### PAGE TEXT:
Siphokazi looked after her twins using the SASSA grant which was 280 per child at the time. Photo: Siphokazi Ntsomi.

Siphokazi Ntsomi, a courageous mom of twin boys, tells Parent24 that she dropped out of university over nine years ago - when she fell pregnant.

At the time she was in her third year of pursuing her bachelor’s degree in education, but she had to look for a job to support her two baby boys.

She managed to get a contract job, but that soon ended and there was nothing there after, she says, but an unpaid and unrelated internship that solidified her commitment to a career in education. 

Tight finances 

Relying on her mother's old age pension grant, together with the boys' grant which was R280 per child at the time, was not easy for her.

"I used to buy the box of nappies from the shop, with the change I would buy milk."

The boys' father is also unemployed, but she tells us that her "motto was not to remind him about the responsibility he knows about. When he can contribute towards the children, he will do it."

Despite the tight finances, she tells us that she and the twins are happy and well.

And now that the boys are old enough, she has decided to go back to school to complete her studies, and she believes that nothing can stop her.

Read: How I coped as a mother and student during the Level 5 lockdown restrictions 

"Funding will find me"

(Image-grounded pointing data)
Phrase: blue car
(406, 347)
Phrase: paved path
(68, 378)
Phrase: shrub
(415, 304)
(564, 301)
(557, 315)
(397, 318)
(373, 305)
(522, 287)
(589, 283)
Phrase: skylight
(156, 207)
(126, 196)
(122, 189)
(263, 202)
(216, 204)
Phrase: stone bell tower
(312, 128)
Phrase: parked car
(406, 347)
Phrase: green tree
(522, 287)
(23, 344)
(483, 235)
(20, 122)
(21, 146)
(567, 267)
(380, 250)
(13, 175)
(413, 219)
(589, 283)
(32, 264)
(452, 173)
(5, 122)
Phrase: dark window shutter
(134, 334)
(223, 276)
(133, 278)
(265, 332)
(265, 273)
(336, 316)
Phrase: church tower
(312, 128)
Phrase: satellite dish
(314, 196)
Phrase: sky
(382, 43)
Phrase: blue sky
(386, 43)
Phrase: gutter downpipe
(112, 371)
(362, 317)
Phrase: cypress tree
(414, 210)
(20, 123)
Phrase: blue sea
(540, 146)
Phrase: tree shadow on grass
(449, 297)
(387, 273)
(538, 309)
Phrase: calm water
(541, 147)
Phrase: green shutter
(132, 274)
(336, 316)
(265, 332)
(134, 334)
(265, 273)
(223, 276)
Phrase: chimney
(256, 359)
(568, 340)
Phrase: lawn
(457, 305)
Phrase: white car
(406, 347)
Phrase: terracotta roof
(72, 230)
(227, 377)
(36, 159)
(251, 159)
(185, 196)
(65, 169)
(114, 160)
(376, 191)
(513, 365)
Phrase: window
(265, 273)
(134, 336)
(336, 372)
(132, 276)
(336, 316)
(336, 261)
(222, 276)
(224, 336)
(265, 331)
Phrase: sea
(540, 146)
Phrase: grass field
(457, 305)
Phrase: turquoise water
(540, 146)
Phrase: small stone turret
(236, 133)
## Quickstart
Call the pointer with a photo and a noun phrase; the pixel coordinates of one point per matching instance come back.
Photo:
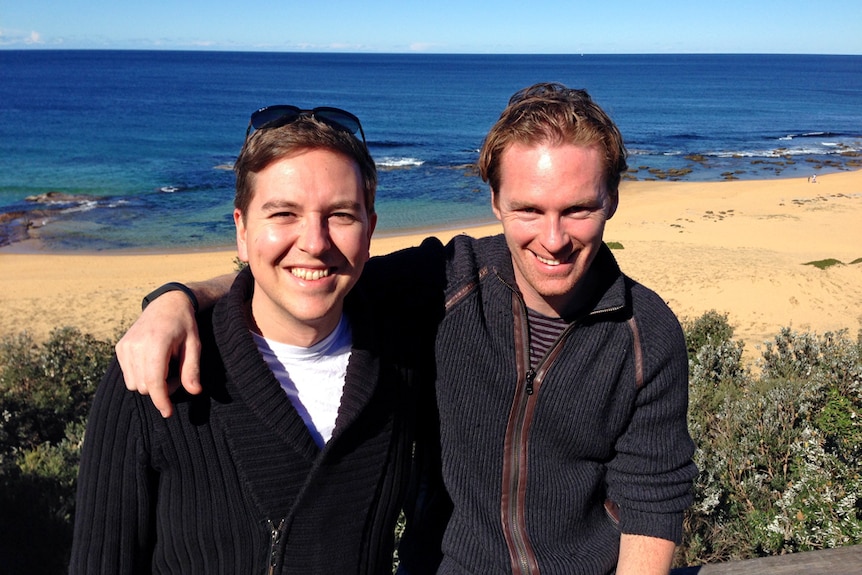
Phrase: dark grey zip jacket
(545, 468)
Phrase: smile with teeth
(547, 261)
(309, 274)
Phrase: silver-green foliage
(779, 451)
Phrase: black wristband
(172, 286)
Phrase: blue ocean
(108, 150)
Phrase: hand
(166, 330)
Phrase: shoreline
(738, 247)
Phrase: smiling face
(306, 235)
(553, 203)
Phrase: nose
(553, 234)
(314, 236)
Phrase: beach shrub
(45, 394)
(823, 264)
(711, 327)
(779, 453)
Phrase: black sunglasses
(282, 114)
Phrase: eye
(343, 217)
(283, 215)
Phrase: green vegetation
(779, 443)
(45, 395)
(823, 264)
(778, 452)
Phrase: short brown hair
(267, 145)
(552, 113)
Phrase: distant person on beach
(297, 456)
(562, 384)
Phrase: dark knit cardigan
(547, 467)
(233, 482)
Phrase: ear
(613, 204)
(241, 244)
(495, 205)
(372, 224)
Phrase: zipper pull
(274, 538)
(531, 375)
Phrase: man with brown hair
(561, 383)
(296, 456)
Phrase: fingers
(162, 332)
(190, 362)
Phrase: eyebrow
(282, 204)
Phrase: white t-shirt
(312, 377)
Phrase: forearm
(642, 555)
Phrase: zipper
(531, 375)
(521, 554)
(275, 534)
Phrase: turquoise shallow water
(140, 144)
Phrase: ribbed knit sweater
(546, 465)
(233, 482)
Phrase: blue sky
(489, 26)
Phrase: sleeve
(427, 507)
(650, 478)
(116, 488)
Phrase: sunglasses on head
(280, 115)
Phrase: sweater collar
(251, 379)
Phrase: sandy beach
(739, 247)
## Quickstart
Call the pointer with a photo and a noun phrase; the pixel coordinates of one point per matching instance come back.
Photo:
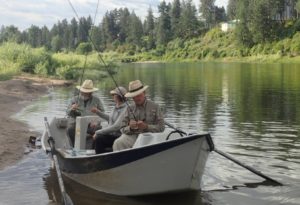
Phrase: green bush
(84, 48)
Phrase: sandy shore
(15, 94)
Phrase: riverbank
(15, 94)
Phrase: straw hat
(87, 87)
(121, 91)
(135, 88)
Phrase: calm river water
(251, 110)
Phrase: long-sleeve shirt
(149, 112)
(84, 107)
(114, 120)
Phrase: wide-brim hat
(87, 87)
(135, 88)
(121, 91)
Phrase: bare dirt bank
(15, 94)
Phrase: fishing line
(103, 62)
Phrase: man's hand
(94, 110)
(74, 107)
(133, 125)
(142, 125)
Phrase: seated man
(142, 116)
(84, 104)
(105, 137)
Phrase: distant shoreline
(16, 94)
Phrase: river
(252, 112)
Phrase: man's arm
(159, 125)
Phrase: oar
(234, 160)
(66, 198)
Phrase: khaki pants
(124, 142)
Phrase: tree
(188, 24)
(46, 37)
(34, 36)
(243, 32)
(262, 20)
(109, 28)
(232, 9)
(149, 29)
(164, 24)
(207, 9)
(56, 43)
(73, 40)
(220, 14)
(84, 48)
(123, 24)
(175, 14)
(10, 33)
(96, 37)
(135, 30)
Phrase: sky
(24, 13)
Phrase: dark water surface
(251, 110)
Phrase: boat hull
(157, 163)
(173, 166)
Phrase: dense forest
(179, 31)
(122, 30)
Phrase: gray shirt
(114, 120)
(149, 112)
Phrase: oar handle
(66, 199)
(231, 158)
(247, 167)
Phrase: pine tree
(164, 24)
(175, 14)
(207, 10)
(189, 24)
(149, 28)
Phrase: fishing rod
(100, 58)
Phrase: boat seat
(80, 130)
(149, 138)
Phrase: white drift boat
(158, 162)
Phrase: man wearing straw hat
(84, 104)
(142, 116)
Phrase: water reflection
(83, 195)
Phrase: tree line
(122, 30)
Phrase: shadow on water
(81, 194)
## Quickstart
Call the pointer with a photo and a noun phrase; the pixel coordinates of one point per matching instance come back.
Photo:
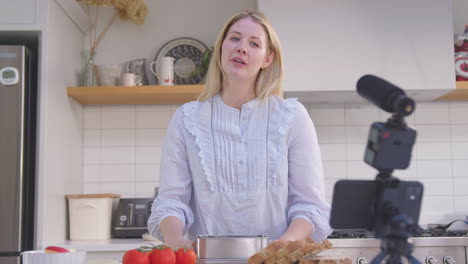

### WORK ORDER:
Answer these questions from the article about Siphokazi Ntsomi:
1. What degree was she pursuing when she dropped out of university?
2. Besides the boys' grant, what grant did she rely on?
3. What did she buy with the change left after buying a box of nappies?

### ANSWER FOR THE TASK:
1. A bachelor's degree in education.
2. Her mother's old age pension grant.
3. Milk.